▸ Stated problem
Rewrite the lines from the start up to and including the line with "[603,345,927,384]" as a two-column CSV with the header input,output. Give one row for each line of text along with the bracketed lines that follow it, putting each field in double quotes and replacing any line breaks with spaces.

▸ Records supplied
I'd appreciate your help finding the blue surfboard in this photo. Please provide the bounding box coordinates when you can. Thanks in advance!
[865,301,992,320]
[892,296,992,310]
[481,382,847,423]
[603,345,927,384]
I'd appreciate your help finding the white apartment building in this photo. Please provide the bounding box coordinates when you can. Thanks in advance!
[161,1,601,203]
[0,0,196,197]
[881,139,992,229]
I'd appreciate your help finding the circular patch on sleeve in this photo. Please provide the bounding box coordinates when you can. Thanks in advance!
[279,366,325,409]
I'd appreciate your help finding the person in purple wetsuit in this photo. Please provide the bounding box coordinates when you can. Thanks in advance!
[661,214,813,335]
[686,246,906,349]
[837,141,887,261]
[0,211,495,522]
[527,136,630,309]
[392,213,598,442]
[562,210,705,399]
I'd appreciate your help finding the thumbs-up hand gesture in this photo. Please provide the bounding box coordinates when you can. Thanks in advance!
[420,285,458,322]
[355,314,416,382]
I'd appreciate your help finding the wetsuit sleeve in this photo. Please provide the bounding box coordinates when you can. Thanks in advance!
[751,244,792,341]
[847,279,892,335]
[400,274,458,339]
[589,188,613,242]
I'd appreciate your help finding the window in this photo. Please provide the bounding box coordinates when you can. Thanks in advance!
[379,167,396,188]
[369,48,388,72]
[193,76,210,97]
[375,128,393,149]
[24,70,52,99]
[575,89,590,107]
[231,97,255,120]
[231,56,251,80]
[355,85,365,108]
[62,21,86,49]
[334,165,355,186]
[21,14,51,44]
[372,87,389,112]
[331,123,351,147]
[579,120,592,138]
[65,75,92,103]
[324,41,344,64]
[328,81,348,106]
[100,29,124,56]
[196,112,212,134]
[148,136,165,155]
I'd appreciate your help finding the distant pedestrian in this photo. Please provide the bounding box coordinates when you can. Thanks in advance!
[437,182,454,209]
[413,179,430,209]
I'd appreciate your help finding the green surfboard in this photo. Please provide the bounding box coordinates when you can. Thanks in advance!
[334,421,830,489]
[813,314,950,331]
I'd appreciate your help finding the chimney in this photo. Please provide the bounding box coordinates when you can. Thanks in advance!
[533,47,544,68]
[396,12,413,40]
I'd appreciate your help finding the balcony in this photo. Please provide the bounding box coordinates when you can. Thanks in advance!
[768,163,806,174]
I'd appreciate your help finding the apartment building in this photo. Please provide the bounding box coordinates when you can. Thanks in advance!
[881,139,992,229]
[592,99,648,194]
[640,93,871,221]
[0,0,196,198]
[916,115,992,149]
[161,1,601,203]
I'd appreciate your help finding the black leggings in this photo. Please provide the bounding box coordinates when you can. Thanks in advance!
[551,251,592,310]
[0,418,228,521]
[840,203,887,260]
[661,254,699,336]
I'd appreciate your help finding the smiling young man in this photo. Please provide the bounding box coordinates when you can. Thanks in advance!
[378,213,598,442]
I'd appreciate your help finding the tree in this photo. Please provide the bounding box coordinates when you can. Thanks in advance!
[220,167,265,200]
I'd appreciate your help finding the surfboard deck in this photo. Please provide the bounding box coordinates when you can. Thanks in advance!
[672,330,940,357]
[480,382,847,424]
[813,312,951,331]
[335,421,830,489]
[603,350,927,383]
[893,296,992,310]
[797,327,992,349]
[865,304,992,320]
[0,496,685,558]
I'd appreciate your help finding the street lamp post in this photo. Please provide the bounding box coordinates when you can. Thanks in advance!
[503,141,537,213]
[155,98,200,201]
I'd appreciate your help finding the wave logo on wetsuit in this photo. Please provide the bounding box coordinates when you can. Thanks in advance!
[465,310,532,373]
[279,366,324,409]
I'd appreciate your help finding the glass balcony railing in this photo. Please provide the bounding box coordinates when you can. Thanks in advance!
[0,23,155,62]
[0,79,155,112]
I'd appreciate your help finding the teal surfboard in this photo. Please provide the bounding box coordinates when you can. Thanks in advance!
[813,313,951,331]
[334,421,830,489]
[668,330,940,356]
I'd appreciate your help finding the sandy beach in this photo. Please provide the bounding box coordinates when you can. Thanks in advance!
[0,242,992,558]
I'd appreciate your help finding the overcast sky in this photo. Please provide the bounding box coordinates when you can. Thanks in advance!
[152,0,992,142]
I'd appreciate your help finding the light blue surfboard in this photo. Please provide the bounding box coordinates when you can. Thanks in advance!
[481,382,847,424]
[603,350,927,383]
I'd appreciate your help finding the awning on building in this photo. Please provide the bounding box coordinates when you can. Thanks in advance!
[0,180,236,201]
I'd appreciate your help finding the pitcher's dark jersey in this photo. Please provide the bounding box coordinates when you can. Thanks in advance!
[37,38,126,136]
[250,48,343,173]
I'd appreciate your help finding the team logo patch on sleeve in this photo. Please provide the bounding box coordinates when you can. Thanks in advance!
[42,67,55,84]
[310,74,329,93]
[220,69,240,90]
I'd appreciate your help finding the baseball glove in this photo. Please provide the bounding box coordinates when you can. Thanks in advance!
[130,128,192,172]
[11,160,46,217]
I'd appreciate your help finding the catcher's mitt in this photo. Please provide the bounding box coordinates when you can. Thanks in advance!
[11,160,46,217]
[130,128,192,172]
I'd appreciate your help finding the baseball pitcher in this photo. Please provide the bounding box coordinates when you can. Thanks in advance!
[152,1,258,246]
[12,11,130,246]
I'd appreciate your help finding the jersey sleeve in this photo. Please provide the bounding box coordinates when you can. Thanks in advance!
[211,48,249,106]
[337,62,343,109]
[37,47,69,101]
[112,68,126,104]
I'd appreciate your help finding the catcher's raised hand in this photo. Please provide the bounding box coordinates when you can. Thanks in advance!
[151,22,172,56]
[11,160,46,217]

▸ Exercise answer
input,output
"I'd appreciate your help finding the blue surfboard in this photo. Please provide the bounding box coordinates when you can. Thanks in advance!","[865,301,992,320] [892,296,992,310] [481,382,847,423] [603,345,927,384]"